> [Text section]:

****************************************

AABE Blog

Green Energy Jobs

April 28th, 2010

Recently, Congress examined federal policy toward energy production. Specifically, lawmakers debated the effectiveness of U.S. tax policy in promoting exploration and advancement of both new and traditional energy sources. While federal legislators deliberate how best to promote effective development of all energy sources, a few state officials will be examining similar questions.

In Ohio, for example, the state legislature will be putting certain energy companies to a test. The wind and solar industries will be asked to demonstrate whether they are able to create jobs that will be available to all segments of the American population, not just those who are highly educated, highly skilled, or advantageously connected.

The Ohio legislature’s lower house set both employment targets and contracting targets aimed at segments where the unemployment is highest and where business development is the lowest. House Bill 464 calls for a minority hiring target of 5% and a minority contracting target of 10% for the development, construction and operation of wind and solar projects in the state. Its companion legislation, Senate Bill 232, does not yet include similar language.

This debate’s significance stems, in part, from the President’s long expressed expectation that development and growth of the wind industry, the overall renewable energy industry, and the general development of a green economy will provide good paying jobs for Americans. Yet, our leaders have yet to seriously address whether that job growth will benefit African Americans and Latinos.

Reality is that these initiatives are not producing wealth or jobs for minority communities to the same degree that traditional energy sources have in the past.

Look again at the Buckeye State. If HB 464’s minority hiring and contracting target provisions endure further negotiations between the upper and lower houses, it will be the first time that any state has officially recognized that the wind industry is nearly devoid of any minority participation. Indeed, minority hiring and minority contracting that has resulted from wind energy’s remarkable growth across the country – in California, Montana, Colorado, Texas, Iowa, Pennsylvania, New York, Kansas, Minnesota, North and South Dakota – is very difficult to quantify with any degree of confidence. If available anecdotal information represents even a fraction of the larger picture, its minority employment is virtually non-existent.

****************************************

> [Data lines]:
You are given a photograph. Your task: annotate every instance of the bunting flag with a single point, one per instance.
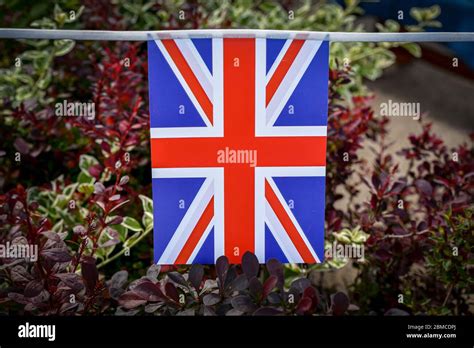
(238, 145)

****************************************

> [What you will do]: What minority hiring and contracting targets does House Bill 464 set, according to the post on green energy jobs?

> [The answer]: A 5% minority hiring target and a 10% minority contracting target for wind and solar projects in Ohio.